## Short exercise
Write out the passage of the social business network article from "Imagine for a" up to and including "company’s social business network.", word for word.

APU Business

The Social Business Network

By Joel York, Forbes.com
Special to Online Career Tips

I find it ironic that many executives struggle to see the business value of social networking, because as a group, executives tend to be some of the most highly networked individuals. Perhaps they feel that the Internet is too impersonal a meeting place compared to board rooms, fine restaurants and golf courses. Personally, I believe the underlying issue is one of missing the forest for the trees. On the surface, social networks like Twitter, Facebook and LinkedIn just look like so much fluff. How could any real business value be found in all that meaningless jibberish?

Making sense of social media is not easy. Even the name is misleading, because the word “media” clouds our thinking with advertising concepts. At the heart of social media are the social networks, communication channels that are fundamentally different from traditional media, like television, radio, magazines, billboards and even most websites. Traditional media is a one-way communication channel: a monologue. Social media is a two-way communication channel: a dialogue.

When you make a Friend on Facebook or follow someone on Twitter, you establish a new relationship that expands your social network and enables communication across that relationship, indeed across the entire network of intertwined relationships: the social conversation. The last article in this series peered just beneath the surface of the social conversation to explore how social media can automate social business processes across the company firewall, and offers the opportunity for dramatic increases in productivity through business process reengineering. This new installment looks beneath this process-centric view of social media to uncover the foundation of relationships that create the two-way communication channel and enable the social conversation: the social business network.

Social Business Network | A Relationship View of Social Business

Imagine for a minute that everyone you know is on Facebook (this is what Facebook imagines). Now imagine a concentric map of all the underlying social network relationships with your company’s employees at the center and your company’s customers, vendors and investors on the next circle out, then your company’s prospects, partners, competitors, as well as your industry’s influencers, press, associations and so forth to create the complete social network of your industry’s ecosystem. That is your company’s social business network.

A company’s social business network comprises all the underlying social network relationships, beginning with a company’s employees at the center and extending out to include a company’s customers, vendors and investors on the next circle out, then a company’s prospects, partners, competitors, as well as your industry’s influencers, press, associations and so forth to create the complete social network the industry’s ecosystem.

Unfortunately, social networks like Facebook were not originally designed as two-way communication channels for business; they were designed as two-way communication channels for people. It is not surprising that Facebook, Twitter and LinkedIn have encountered significant challenges as they attempt to monetize through advertising; advertising is foreign and intrusive to the underlying social network relationships. In fact, conspicuous advertising is more intrusive to a social conversation than it is to say a TV show, because a conversation is personal. People don’t like to be interrupted by an ad when talking to their friends.

The Social Business Network is for Business Networking

Advertising on social networks can be profitable, but it is the weakest business use of the social media channel. Advertising treats the rich two-way social media communication channel like a simple one-way broadcast communication channel; it reduces the social conversation from dialogue to monologue. Social networks exists for networking, not advertising. Such is the irony that many CXOs, as the most highly networked of individuals, think of social media as just another place to advertise.

Collected data

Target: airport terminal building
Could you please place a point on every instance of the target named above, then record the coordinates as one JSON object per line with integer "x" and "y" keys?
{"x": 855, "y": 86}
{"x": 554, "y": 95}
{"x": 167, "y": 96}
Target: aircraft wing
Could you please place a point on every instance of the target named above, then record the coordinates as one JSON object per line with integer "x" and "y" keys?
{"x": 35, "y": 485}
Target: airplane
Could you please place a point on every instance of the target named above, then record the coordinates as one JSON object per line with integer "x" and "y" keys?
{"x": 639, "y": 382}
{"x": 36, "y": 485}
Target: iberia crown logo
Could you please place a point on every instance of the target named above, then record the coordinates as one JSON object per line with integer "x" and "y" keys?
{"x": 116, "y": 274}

---

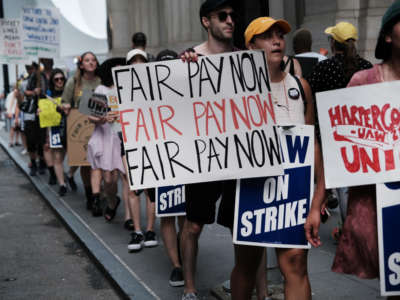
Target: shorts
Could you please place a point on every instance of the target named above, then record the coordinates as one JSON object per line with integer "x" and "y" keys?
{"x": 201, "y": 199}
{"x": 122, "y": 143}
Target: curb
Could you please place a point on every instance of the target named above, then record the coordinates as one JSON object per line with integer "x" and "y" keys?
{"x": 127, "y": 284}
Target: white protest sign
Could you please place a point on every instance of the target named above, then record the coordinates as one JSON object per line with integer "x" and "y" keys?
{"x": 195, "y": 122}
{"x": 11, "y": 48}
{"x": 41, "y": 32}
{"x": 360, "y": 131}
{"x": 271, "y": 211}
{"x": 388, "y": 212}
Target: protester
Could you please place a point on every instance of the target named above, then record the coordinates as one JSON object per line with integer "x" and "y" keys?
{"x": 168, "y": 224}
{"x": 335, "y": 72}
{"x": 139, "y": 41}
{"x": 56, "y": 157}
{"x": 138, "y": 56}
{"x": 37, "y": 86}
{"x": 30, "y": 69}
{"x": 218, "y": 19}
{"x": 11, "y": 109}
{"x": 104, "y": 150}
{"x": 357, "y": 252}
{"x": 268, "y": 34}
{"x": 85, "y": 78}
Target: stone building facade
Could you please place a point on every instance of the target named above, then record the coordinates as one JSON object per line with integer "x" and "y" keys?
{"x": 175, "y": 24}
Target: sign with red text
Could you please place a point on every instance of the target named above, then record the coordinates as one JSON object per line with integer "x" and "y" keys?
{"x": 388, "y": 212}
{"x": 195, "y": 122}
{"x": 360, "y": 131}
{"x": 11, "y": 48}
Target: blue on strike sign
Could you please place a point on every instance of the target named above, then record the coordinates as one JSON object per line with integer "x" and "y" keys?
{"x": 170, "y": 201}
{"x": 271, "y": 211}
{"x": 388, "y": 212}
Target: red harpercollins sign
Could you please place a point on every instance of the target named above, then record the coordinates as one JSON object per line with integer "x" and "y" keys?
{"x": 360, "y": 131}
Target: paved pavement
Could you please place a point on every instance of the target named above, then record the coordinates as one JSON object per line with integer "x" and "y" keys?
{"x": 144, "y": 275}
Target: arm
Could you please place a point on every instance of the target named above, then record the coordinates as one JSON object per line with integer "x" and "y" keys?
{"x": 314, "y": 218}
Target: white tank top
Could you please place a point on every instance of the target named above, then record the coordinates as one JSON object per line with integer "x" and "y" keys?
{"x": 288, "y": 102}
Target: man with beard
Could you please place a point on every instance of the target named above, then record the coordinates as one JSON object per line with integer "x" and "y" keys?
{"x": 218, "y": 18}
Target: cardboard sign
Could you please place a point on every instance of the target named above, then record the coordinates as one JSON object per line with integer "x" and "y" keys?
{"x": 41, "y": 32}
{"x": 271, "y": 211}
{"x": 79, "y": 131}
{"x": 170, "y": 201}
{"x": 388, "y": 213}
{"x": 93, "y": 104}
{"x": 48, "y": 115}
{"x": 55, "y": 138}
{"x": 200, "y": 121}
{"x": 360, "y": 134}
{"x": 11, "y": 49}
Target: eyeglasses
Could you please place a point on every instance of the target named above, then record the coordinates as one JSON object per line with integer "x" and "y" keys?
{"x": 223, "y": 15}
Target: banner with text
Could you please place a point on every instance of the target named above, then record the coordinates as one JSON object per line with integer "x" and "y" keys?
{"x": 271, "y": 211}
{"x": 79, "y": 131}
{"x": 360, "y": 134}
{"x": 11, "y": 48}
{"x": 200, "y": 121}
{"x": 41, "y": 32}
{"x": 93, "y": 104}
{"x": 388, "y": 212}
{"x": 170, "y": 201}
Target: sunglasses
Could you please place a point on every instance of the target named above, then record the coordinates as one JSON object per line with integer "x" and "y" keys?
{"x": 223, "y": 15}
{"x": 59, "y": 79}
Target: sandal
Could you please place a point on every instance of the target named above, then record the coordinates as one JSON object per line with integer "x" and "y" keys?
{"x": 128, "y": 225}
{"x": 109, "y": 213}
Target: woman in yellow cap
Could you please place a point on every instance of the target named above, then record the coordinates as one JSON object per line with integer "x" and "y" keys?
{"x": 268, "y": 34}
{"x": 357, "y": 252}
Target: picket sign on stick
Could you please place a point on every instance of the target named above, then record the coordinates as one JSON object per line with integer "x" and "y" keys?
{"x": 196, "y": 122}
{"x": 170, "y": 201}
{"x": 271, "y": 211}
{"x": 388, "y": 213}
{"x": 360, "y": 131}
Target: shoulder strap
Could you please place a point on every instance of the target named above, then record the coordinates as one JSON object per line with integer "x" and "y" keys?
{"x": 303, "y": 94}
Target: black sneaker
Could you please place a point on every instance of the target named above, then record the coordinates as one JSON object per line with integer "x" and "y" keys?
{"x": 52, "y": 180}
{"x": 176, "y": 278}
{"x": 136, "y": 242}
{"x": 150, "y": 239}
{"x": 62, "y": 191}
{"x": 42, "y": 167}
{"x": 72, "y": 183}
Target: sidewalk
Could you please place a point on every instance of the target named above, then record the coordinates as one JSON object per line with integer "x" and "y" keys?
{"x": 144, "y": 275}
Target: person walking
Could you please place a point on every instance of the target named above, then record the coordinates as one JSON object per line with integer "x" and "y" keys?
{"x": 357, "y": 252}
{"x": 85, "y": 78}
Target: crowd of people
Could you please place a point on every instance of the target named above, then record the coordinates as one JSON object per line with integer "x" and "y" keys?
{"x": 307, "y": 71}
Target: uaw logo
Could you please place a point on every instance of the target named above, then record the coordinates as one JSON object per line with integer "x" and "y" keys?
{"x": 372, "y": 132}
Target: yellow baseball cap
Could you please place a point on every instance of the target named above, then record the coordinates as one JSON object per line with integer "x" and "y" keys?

## Task output
Imagine for a minute that everyone you know is on Facebook (this is what Facebook imagines). Now imagine a concentric map of all the underlying social network relationships with your company’s employees at the center and your company’s customers, vendors and investors on the next circle out, then your company’s prospects, partners, competitors, as well as your industry’s influencers, press, associations and so forth to create the complete social network of your industry’s ecosystem. That is your company’s social business network.